>>>

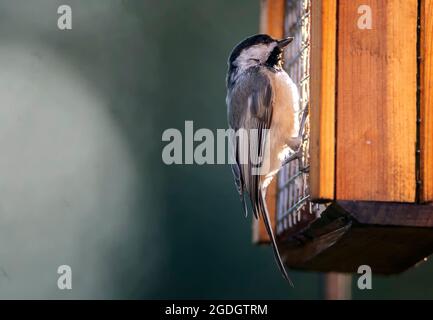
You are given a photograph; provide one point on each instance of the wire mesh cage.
(294, 208)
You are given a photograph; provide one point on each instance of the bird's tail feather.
(262, 207)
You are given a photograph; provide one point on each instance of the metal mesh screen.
(293, 202)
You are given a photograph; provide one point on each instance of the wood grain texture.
(272, 23)
(322, 101)
(376, 102)
(426, 103)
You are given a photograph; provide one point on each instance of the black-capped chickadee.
(262, 101)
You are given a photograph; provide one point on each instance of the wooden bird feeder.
(362, 193)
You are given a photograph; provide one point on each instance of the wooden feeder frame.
(370, 139)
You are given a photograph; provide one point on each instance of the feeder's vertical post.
(322, 107)
(426, 97)
(377, 101)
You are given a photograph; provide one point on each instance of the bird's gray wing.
(250, 107)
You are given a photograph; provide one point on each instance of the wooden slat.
(272, 23)
(322, 106)
(426, 104)
(376, 102)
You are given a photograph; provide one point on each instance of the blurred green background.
(81, 177)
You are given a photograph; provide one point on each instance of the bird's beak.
(284, 42)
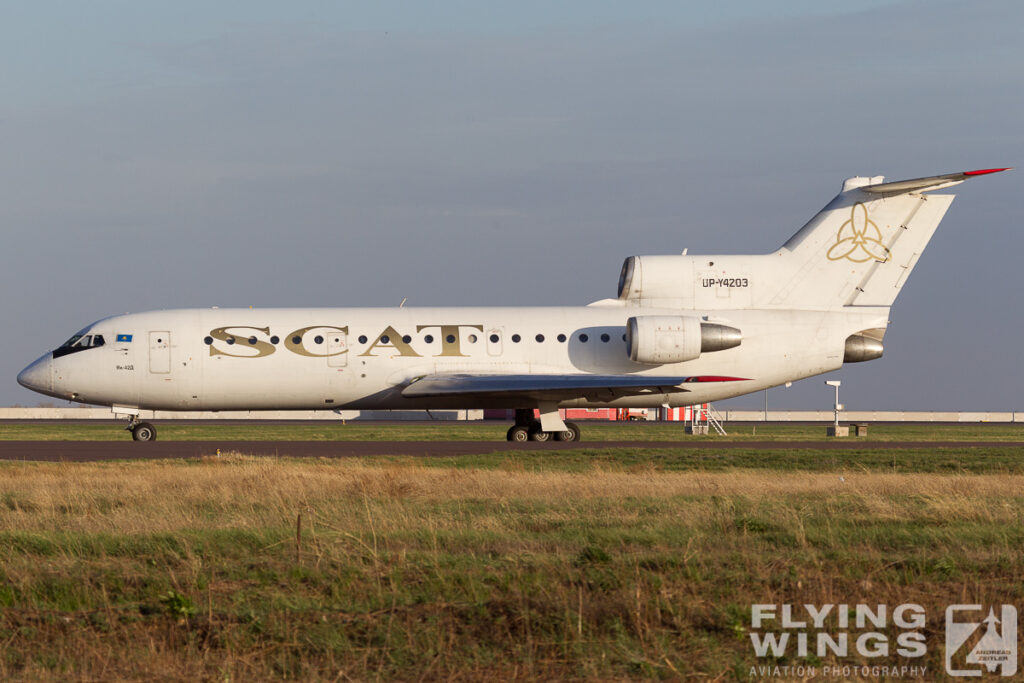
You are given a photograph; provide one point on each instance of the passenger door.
(160, 352)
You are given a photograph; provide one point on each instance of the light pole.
(837, 408)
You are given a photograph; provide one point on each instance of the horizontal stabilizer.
(931, 182)
(549, 386)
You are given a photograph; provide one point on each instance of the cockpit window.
(79, 342)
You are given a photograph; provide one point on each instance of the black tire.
(143, 431)
(518, 434)
(571, 433)
(538, 434)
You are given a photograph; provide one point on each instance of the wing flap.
(550, 386)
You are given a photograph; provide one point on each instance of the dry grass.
(239, 492)
(325, 569)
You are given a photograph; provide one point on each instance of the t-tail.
(855, 253)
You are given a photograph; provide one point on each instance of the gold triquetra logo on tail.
(859, 239)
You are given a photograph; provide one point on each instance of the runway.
(126, 450)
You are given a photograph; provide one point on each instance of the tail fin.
(859, 250)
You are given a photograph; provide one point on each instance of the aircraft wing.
(551, 386)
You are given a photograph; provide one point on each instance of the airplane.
(683, 330)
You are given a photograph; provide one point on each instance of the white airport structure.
(684, 330)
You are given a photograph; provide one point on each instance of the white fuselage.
(307, 358)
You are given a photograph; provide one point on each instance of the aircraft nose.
(38, 376)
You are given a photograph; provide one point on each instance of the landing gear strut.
(141, 431)
(526, 428)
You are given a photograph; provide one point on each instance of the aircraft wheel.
(518, 434)
(538, 434)
(570, 434)
(143, 431)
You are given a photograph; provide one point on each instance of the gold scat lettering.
(240, 336)
(451, 343)
(394, 341)
(299, 346)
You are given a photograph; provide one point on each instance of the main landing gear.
(141, 431)
(527, 428)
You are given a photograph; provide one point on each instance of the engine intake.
(664, 339)
(860, 348)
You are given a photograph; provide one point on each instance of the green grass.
(495, 431)
(598, 563)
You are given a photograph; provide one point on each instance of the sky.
(340, 154)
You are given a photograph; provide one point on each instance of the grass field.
(603, 564)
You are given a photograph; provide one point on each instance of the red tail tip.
(986, 171)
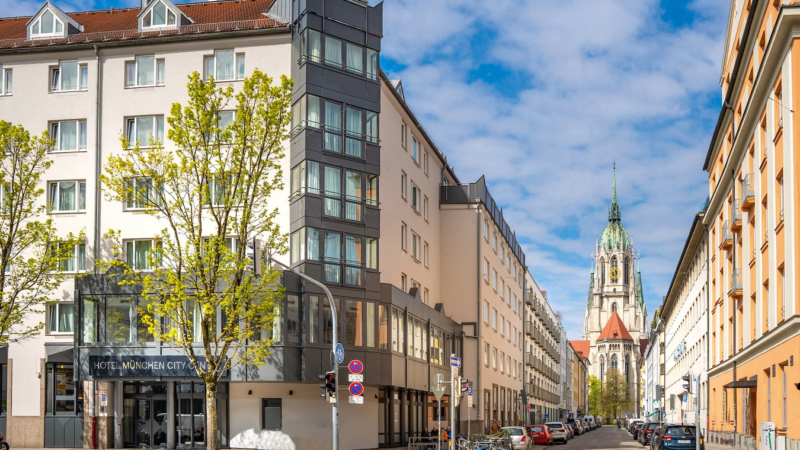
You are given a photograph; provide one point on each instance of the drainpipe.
(97, 215)
(480, 320)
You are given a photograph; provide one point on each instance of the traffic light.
(329, 385)
(254, 253)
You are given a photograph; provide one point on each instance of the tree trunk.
(212, 440)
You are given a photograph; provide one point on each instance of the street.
(607, 437)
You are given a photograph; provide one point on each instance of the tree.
(211, 189)
(30, 250)
(595, 392)
(614, 398)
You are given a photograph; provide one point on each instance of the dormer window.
(47, 25)
(159, 16)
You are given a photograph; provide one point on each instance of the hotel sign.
(143, 366)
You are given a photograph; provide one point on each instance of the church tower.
(615, 321)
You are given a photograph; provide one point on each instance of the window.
(74, 261)
(142, 194)
(69, 135)
(225, 65)
(67, 196)
(47, 25)
(144, 71)
(6, 81)
(271, 413)
(140, 130)
(159, 16)
(138, 254)
(69, 76)
(61, 318)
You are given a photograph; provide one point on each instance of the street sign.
(355, 366)
(339, 353)
(438, 387)
(356, 388)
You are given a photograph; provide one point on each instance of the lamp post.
(334, 342)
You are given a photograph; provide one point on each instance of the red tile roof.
(615, 329)
(121, 24)
(581, 348)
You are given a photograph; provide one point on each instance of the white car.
(558, 430)
(519, 439)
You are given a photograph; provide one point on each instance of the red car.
(540, 434)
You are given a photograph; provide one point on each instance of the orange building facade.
(754, 329)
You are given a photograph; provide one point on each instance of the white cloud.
(592, 81)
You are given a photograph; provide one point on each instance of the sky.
(540, 96)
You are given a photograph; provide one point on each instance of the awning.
(59, 353)
(741, 384)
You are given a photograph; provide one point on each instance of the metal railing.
(122, 35)
(736, 279)
(748, 186)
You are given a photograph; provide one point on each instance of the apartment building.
(752, 243)
(685, 319)
(543, 379)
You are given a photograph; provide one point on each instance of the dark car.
(675, 437)
(647, 431)
(636, 429)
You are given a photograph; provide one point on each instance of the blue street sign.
(339, 352)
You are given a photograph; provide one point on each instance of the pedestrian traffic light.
(329, 385)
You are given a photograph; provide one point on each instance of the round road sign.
(355, 366)
(356, 388)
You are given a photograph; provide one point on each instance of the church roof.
(615, 329)
(581, 348)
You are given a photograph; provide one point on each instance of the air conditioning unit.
(767, 436)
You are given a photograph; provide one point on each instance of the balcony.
(748, 191)
(726, 240)
(736, 283)
(736, 216)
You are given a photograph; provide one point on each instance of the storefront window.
(119, 311)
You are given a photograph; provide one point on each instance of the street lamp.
(335, 342)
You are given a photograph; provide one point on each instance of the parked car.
(576, 426)
(559, 431)
(519, 438)
(675, 437)
(636, 428)
(647, 431)
(540, 434)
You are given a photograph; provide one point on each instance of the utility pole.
(334, 342)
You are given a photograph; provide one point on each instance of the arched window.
(626, 270)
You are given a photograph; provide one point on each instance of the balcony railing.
(736, 281)
(748, 190)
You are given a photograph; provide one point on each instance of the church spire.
(614, 211)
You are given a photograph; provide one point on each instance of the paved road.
(607, 437)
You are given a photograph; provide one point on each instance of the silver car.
(519, 439)
(558, 430)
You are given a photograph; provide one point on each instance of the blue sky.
(540, 96)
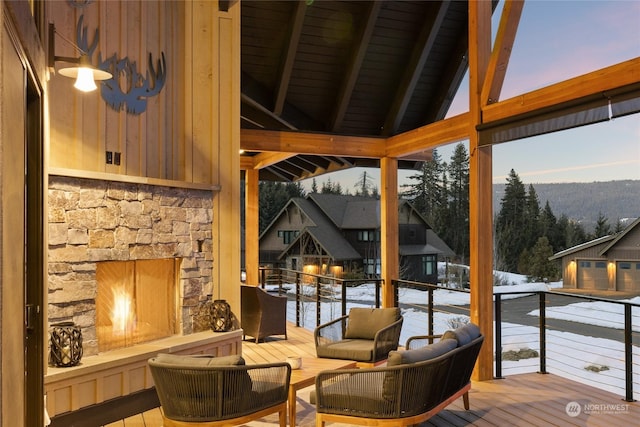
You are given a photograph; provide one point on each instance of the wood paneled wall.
(154, 143)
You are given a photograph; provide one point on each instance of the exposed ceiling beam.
(286, 65)
(255, 104)
(430, 136)
(311, 143)
(421, 50)
(353, 69)
(302, 163)
(588, 85)
(501, 52)
(265, 159)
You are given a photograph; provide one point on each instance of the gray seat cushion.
(350, 349)
(365, 322)
(464, 334)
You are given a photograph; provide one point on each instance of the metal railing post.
(543, 333)
(498, 333)
(430, 312)
(628, 354)
(344, 298)
(298, 301)
(318, 301)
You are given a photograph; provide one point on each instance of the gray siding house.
(340, 236)
(610, 263)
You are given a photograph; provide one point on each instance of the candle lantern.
(220, 315)
(65, 341)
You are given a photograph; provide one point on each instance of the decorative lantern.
(65, 344)
(220, 315)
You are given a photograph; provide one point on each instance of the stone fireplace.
(106, 236)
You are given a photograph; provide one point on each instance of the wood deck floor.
(518, 400)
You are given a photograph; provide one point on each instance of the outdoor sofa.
(413, 386)
(218, 391)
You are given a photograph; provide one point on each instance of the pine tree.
(365, 185)
(510, 240)
(602, 227)
(539, 266)
(427, 194)
(458, 202)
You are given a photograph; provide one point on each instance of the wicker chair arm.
(387, 339)
(419, 341)
(331, 331)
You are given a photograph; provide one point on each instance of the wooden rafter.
(287, 62)
(311, 143)
(501, 51)
(587, 85)
(429, 136)
(353, 70)
(413, 70)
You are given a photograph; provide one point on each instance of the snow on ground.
(593, 361)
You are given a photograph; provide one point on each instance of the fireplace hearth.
(160, 230)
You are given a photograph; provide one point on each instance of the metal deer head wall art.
(127, 89)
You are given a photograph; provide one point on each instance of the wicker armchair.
(365, 335)
(414, 386)
(262, 314)
(218, 391)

<<<

[Exercise directions] Starting with the line that contains "the wicker armchair." and going on through the end of the listing, give those lines again with "wicker armchair" changed to "rattan armchair" and nothing else altered.

[Result]
You are given a photograph; provide one point on each instance of the rattan armchair.
(365, 335)
(414, 386)
(262, 314)
(218, 391)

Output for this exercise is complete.